Description of the task:
Could you set down the records below exactly as they are, with no pictures?

[Supplied information — start]

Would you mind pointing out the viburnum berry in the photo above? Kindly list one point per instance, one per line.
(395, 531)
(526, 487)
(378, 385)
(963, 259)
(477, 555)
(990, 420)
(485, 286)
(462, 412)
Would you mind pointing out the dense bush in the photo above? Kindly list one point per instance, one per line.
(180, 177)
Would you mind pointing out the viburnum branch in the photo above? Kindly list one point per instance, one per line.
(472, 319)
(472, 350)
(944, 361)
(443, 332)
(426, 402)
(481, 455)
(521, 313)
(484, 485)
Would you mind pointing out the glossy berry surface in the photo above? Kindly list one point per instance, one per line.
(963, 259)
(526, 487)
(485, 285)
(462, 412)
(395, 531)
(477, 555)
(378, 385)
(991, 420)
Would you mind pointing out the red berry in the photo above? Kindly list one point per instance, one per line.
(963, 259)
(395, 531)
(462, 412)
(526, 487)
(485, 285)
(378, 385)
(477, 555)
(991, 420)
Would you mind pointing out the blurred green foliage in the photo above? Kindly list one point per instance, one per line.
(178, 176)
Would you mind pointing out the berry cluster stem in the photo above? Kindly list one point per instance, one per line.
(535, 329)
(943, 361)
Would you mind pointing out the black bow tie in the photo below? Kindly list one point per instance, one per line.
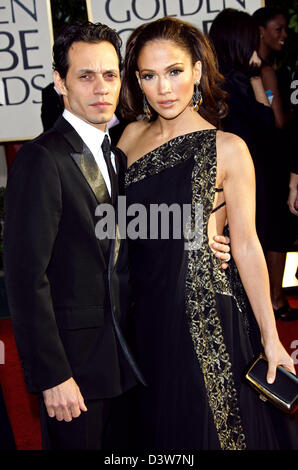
(106, 150)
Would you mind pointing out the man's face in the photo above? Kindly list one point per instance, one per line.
(92, 84)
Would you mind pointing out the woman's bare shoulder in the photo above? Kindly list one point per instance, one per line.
(131, 135)
(232, 151)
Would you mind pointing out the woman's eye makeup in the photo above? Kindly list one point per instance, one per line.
(172, 73)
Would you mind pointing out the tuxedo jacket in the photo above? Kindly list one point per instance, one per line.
(67, 290)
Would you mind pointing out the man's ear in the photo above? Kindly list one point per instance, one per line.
(59, 83)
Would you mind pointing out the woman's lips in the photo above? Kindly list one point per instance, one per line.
(167, 103)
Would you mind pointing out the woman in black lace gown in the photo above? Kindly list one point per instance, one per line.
(194, 330)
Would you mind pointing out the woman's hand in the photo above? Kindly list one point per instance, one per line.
(221, 246)
(277, 356)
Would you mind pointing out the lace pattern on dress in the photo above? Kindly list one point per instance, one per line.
(204, 279)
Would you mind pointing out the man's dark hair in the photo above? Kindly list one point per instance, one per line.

[Supplied information — finish]

Written solution:
Would you mind pointing out the viburnum berry in the photo above? Kindly list one point per instance, one per line.
(395, 531)
(526, 487)
(378, 385)
(963, 259)
(477, 555)
(990, 420)
(485, 286)
(462, 412)
Would you mind pointing out the dense bush in the photo above? Kindly list one point per instance, one per line.
(180, 177)
Would you mind pointing out the viburnum branch in the photo above? Kindly list one point per instance, one per line.
(472, 319)
(472, 350)
(944, 361)
(443, 332)
(426, 402)
(481, 455)
(521, 313)
(484, 485)
Would you mind pointing out the glossy berry surface in the photo above? Kindly list one point per instance, one per line.
(963, 259)
(526, 487)
(485, 285)
(462, 412)
(395, 531)
(477, 555)
(378, 385)
(991, 420)
Would you mind pointing out the red berry in the photo above? Kindly list one point per instance, one per line.
(963, 259)
(395, 531)
(462, 412)
(526, 487)
(485, 285)
(378, 385)
(477, 555)
(991, 420)
Would you mind pointing out the blurred green foliage in the photo above? Kindly list one point per instance, one per line.
(178, 176)
Would you mind pointing out the berry cluster stem in the photo above? Kindly list one point per instance, one per line.
(535, 329)
(943, 361)
Would you mind pointing out the black bow tie in the photo below? Kindly list one point per instance, one per line.
(106, 150)
Would you mind pointing out the man's face in the photo above? Kindly list one point per instance, one per line.
(92, 84)
Would you mind pointing out the woman's bare shoulder in the photo above? Kindly list one point per instance, one per line.
(131, 135)
(232, 151)
Would you mind pointing out the woman's eye makeup in the photo above? Kindly list one point per instance, one per line.
(172, 73)
Would you mind pointing out the tuxedo jacket in the photo above? Kindly list one point per instance, one per line.
(67, 290)
Would you mind pointing out the man's ear in the photo above? Kindly list one point per instance, one per line.
(59, 83)
Would you mind pointing out the woman's lips in the photo above? Kindly list one point per instance, one per line.
(167, 103)
Would you mind pointing out the woman in black lace gown in the photo above? Kindly list one point per instance, one per line.
(194, 330)
Would you mind pointing out the woman's hand in the photo above? Kindly list one point per instance, one per line.
(221, 246)
(277, 356)
Would you mind pointing out the lace pattern on dress in the photo above? Kindly list one point per instance, one per line.
(204, 279)
Would you mind pointing out the man's dark hair in the photo above? Kindly list one point per instance, one per line.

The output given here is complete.